→ **What you need to do**
From the article on Israel and Lebanon below, set down word for word the passage starting at "Israel on Wednesday" and ending at "chief Hassan Nasrallah.".

→ **Page excerpt**
Israel on Wednesday said that it does not want war in Lebanon, but could send its neighbor “back to the Stone Age.”
The border between the two countries has seen daily exchanges of fire between Israeli forces and Hezbollah militants since the attack on Israel by Hezbollah’s ally Hamas on Oct. 7 last year, which triggered the war in Gaza.
Fears those exchanges could escalate have grown in the past few weeks as cross-border attacks intensified and after Israel revealed it had approved plans for a Lebanon offensive, prompting new threats from Hezbollah chief Hassan Nasrallah.
Photo: EPA-EFE
Israeli Minister of Defense Yoav Gallant said during a visit to Washington that his country could “take Lebanon back to the Stone Age, but we don’t want to do it.”
“We do not want war, but we are preparing for every scenario,” Gallant told reporters. “Hezbollah understands very well that we can inflict massive damage in Lebanon if a war is launched.”
Israel’s allies, including the US, have been keen to avoid such an eventuality.
A US official said that Washington was engaged in “fairly intensive conversations” with Israel, Lebanon and other actors, and believed that no side sought a “major escalation.”

→ **Entries shown**
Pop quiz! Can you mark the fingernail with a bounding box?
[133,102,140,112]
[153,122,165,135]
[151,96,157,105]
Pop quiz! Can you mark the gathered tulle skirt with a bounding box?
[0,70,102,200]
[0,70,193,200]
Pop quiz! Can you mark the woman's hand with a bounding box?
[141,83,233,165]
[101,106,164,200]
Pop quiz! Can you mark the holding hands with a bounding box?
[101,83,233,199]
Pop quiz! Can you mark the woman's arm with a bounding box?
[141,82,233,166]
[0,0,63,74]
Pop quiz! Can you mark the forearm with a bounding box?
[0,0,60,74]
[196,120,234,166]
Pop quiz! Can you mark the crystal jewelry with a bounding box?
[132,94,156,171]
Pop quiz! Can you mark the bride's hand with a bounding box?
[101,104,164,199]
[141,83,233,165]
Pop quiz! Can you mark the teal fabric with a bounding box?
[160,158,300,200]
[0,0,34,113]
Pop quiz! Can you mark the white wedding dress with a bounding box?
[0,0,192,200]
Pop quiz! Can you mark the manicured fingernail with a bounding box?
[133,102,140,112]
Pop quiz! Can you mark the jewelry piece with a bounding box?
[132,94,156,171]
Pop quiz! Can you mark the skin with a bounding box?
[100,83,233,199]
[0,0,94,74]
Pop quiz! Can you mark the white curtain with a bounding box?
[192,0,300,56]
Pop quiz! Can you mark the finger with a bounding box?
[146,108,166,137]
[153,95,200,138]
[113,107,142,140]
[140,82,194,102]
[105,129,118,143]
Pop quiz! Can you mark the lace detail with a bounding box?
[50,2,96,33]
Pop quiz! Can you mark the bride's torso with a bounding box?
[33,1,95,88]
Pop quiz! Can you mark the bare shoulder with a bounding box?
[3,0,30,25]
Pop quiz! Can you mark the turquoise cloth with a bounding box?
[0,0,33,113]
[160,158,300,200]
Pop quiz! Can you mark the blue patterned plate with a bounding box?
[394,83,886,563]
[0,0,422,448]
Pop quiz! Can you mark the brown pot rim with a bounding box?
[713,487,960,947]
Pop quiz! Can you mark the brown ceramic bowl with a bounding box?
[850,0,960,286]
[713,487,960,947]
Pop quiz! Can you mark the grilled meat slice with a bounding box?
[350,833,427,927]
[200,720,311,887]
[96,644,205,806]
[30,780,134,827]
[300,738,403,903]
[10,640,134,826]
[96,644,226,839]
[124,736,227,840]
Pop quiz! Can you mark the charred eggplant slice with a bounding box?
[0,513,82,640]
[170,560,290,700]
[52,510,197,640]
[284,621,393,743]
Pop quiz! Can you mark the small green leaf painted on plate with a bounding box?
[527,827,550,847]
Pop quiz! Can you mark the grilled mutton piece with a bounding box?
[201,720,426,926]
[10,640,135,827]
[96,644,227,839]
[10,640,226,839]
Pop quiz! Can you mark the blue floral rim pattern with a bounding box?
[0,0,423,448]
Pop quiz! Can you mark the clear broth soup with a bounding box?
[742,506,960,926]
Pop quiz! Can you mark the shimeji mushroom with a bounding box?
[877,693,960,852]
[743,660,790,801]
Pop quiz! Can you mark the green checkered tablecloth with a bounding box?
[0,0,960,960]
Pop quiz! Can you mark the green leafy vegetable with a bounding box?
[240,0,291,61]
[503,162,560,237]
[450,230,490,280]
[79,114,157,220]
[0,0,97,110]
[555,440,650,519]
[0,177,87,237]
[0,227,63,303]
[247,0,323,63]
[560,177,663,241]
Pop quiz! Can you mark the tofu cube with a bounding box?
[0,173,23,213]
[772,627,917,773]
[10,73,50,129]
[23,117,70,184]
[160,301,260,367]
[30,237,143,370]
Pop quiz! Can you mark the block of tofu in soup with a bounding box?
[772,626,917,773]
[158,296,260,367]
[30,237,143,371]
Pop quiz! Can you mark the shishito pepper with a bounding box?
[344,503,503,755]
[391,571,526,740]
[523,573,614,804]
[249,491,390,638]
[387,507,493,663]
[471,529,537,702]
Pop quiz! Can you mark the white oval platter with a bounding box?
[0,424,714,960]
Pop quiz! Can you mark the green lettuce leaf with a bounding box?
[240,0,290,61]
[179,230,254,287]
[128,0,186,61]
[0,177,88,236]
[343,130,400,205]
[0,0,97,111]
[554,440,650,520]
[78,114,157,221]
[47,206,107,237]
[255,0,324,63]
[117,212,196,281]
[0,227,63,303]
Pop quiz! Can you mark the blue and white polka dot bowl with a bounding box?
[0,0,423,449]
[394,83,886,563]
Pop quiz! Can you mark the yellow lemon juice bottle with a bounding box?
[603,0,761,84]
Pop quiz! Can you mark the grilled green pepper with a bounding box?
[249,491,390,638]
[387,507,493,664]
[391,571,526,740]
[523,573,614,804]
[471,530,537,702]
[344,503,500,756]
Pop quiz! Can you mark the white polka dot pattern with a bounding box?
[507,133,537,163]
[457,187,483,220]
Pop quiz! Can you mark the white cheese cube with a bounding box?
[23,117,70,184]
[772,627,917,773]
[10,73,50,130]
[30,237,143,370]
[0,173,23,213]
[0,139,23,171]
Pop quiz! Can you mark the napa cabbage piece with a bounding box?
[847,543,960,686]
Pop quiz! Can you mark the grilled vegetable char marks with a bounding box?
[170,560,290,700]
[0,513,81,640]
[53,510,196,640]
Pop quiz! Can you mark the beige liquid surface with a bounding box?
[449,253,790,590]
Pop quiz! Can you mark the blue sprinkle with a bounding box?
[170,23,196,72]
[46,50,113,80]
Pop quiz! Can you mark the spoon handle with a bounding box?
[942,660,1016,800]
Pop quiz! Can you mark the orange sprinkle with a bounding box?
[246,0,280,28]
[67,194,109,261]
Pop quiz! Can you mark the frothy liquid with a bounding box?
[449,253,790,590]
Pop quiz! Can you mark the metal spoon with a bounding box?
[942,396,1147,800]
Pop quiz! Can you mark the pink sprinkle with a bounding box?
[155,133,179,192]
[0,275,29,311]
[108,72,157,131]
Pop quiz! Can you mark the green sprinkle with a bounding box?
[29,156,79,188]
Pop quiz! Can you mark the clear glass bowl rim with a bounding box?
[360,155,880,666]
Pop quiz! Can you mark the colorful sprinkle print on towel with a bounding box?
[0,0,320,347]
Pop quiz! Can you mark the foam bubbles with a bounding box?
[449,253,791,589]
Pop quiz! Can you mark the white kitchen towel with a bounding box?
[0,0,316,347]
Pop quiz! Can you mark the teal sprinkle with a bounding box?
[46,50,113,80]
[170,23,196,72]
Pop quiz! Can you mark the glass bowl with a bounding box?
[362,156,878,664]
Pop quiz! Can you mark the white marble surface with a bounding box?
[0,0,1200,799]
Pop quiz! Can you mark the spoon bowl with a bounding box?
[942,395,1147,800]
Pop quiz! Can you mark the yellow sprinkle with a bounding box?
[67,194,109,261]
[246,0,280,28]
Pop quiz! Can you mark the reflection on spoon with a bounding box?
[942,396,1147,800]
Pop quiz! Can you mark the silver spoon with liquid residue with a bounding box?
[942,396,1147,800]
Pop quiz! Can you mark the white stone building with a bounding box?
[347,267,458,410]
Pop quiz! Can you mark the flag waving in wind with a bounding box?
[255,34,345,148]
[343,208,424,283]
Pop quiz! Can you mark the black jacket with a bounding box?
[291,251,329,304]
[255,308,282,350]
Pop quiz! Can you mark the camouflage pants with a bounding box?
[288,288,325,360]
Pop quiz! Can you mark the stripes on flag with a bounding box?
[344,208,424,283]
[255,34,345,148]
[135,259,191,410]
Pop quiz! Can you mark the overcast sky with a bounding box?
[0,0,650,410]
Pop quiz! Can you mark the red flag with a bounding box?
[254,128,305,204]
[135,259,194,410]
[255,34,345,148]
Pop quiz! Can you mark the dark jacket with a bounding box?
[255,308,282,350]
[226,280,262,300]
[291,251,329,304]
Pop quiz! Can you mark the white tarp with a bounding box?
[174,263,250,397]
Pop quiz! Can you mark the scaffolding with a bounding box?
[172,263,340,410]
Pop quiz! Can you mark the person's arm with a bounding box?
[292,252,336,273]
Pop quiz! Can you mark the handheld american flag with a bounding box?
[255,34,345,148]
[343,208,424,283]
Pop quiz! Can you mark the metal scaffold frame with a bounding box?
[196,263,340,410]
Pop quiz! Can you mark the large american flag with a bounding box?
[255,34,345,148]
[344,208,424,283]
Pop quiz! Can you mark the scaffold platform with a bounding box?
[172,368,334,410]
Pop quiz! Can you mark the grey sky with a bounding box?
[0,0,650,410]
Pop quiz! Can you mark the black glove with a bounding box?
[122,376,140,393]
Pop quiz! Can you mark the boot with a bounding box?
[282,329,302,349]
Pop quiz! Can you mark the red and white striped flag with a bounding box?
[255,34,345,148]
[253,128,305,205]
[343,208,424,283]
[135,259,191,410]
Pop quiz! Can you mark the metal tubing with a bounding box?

→ **Solution below**
Israel on Wednesday said that it does not want war in Lebanon, but could send its neighbor “back to the Stone Age.”
The border between the two countries has seen daily exchanges of fire between Israeli forces and Hezbollah militants since the attack on Israel by Hezbollah’s ally Hamas on Oct. 7 last year, which triggered the war in Gaza.
Fears those exchanges could escalate have grown in the past few weeks as cross-border attacks intensified and after Israel revealed it had approved plans for a Lebanon offensive, prompting new threats from Hezbollah chief Hassan Nasrallah.